• Work required: Copy out exactly the lines from the one containing "Objective — a point for each instance of the white window" to the end of the records below, both included, and nothing else.

#### Recorded data

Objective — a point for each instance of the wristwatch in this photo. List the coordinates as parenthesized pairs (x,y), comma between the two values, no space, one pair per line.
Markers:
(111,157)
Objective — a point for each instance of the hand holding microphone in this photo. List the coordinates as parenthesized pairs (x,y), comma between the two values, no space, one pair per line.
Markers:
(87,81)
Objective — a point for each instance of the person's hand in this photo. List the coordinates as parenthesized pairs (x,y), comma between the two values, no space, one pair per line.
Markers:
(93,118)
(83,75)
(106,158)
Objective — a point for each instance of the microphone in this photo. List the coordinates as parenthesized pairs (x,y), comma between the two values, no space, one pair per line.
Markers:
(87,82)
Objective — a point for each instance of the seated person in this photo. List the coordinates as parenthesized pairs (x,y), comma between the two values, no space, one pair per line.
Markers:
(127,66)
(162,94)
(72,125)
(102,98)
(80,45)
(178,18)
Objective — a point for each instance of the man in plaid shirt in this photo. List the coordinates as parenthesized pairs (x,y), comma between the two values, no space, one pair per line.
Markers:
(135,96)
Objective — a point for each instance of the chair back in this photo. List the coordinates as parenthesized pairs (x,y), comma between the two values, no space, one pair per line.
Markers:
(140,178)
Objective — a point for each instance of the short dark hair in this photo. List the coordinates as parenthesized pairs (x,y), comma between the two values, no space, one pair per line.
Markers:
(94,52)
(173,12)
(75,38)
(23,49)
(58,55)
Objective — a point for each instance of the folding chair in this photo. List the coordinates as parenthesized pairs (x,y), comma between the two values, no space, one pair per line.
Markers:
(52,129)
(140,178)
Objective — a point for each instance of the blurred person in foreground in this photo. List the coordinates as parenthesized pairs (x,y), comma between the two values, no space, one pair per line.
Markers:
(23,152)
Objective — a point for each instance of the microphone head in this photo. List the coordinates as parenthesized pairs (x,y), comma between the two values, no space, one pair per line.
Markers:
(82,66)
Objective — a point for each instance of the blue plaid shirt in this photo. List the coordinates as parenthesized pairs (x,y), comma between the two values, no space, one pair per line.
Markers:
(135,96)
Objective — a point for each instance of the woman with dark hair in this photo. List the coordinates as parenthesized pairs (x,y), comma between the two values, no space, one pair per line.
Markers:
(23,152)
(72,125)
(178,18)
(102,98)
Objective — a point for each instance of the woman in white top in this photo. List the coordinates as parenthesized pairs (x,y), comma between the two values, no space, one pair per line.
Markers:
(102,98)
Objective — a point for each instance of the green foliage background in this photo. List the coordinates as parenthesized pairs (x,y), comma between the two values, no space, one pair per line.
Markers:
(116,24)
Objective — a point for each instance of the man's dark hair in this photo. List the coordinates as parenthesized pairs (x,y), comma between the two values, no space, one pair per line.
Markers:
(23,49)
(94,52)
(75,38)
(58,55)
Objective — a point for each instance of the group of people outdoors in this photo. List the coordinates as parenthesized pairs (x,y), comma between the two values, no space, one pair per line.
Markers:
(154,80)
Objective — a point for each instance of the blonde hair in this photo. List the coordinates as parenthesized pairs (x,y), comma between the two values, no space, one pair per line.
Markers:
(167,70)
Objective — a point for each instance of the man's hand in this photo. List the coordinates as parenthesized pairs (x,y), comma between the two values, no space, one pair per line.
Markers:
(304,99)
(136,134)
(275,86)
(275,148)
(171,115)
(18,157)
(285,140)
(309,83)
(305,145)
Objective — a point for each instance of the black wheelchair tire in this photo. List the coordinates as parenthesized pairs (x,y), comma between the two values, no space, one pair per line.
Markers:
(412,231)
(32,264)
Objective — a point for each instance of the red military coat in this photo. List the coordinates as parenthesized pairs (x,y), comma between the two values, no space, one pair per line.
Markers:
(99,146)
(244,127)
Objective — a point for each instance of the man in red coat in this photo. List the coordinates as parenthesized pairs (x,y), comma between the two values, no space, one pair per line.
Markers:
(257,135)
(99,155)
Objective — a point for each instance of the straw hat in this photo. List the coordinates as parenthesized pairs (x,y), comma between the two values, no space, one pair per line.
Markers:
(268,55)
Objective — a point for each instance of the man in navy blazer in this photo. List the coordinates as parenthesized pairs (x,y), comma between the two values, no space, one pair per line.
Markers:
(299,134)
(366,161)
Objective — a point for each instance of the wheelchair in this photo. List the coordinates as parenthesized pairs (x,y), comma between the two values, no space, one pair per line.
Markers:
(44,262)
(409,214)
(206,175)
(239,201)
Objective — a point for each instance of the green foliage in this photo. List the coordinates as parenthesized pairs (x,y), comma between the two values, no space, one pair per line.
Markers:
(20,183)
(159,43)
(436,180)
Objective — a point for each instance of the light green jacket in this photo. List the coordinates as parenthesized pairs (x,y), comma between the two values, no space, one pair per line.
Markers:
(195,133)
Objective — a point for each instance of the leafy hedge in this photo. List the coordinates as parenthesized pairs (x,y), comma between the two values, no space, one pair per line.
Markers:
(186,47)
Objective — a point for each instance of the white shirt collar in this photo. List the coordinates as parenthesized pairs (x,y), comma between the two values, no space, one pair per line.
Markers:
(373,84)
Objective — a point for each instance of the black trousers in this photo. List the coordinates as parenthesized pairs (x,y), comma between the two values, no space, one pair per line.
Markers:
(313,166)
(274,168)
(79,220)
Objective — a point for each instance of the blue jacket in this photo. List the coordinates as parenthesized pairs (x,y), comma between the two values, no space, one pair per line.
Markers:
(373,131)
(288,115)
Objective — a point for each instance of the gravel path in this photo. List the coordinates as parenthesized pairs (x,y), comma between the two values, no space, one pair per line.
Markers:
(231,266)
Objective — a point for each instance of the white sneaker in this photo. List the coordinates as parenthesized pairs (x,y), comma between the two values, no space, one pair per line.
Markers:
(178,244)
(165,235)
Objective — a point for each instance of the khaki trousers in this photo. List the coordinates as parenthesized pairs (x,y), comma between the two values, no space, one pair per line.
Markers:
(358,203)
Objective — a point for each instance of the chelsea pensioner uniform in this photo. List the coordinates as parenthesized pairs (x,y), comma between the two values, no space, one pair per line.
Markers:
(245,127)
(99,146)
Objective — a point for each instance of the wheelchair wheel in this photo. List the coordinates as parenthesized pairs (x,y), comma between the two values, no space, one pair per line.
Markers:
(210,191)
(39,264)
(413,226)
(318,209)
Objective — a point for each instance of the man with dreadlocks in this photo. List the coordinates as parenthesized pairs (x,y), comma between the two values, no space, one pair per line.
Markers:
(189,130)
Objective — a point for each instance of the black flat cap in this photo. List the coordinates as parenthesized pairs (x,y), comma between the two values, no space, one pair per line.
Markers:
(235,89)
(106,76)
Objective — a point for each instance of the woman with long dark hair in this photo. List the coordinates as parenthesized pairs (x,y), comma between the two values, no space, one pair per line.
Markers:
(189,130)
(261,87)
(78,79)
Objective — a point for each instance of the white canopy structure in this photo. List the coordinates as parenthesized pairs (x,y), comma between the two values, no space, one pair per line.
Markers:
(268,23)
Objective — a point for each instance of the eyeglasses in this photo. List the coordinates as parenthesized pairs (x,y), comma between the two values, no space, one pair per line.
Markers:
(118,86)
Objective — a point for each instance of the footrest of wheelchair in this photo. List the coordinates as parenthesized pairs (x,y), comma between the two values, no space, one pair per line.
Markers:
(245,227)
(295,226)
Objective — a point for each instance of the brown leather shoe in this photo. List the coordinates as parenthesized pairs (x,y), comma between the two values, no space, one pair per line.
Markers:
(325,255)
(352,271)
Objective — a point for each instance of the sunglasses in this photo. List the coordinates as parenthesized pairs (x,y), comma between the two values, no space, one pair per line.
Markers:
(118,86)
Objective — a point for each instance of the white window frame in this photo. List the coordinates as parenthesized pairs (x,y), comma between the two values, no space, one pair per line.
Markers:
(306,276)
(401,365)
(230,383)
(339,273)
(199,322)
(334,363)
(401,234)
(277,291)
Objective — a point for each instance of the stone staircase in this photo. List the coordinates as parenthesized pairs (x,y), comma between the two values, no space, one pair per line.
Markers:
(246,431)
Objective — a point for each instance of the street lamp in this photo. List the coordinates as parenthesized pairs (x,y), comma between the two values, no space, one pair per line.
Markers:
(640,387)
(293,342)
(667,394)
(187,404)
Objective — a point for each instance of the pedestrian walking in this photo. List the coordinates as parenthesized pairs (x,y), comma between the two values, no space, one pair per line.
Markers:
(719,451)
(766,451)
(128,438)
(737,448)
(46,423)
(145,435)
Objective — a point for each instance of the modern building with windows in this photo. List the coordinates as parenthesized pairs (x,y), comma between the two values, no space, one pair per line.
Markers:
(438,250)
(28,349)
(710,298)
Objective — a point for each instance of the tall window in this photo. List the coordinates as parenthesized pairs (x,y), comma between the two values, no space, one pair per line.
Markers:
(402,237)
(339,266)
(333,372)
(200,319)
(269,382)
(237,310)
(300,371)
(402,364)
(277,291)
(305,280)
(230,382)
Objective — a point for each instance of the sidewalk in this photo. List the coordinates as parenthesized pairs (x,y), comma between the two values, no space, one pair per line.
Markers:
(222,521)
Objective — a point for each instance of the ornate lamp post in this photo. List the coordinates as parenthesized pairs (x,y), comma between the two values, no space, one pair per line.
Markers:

########

• Answer:
Objective — a point for each instance of the white window frame in this photo. List the coordinates as parenthesized pairs (x,y), comma between the two values, no space, one pair per line.
Markers:
(306,276)
(401,365)
(230,383)
(339,273)
(199,322)
(334,363)
(401,234)
(277,291)
Objective — a point for each instance of the stone staircase in this photo. List the coordinates as parenthesized pairs (x,y), comma between the two values, no space, one pair per line.
Markers:
(246,431)
Objective — a point for each instance of the street lamp in this photo. List the coordinates as parenthesized pairs (x,y), comma between the two values, no space, one pair per line.
Markers:
(640,387)
(293,342)
(667,394)
(187,404)
Objective — a point for each instance of the pedestrian walking in this photo. List the coordinates as parenthesized pairs (x,y), comma between the two values, no space, one pair per line.
Markers:
(719,451)
(766,451)
(128,438)
(737,448)
(46,423)
(145,435)
Objective — a point for each instance of the modern building with windows in this photo. List the coordinates as parenthesized pairs (x,y), comma between the two values, no space, one pair per line.
Markers:
(438,250)
(28,349)
(710,298)
Objective — a point for each instance of the tall window in this photo. List the coordinates as parenthesized pairs (x,y), comma between the two values, no space, one pair per line.
Markers:
(402,237)
(339,266)
(333,372)
(200,319)
(269,382)
(237,310)
(300,371)
(402,364)
(277,291)
(305,280)
(230,382)
Objective — a point for each instance of the sidewalk in this photo. List the coordinates as parenthesized pairs (x,y), comma between the two values, no space, one pair per line.
Markers:
(222,521)
Objective — a point for each instance of the ornate lamp post in this photo. List the coordinates as parenthesized pairs (x,y), comma between the two values, no space, one pair per line.
Markers:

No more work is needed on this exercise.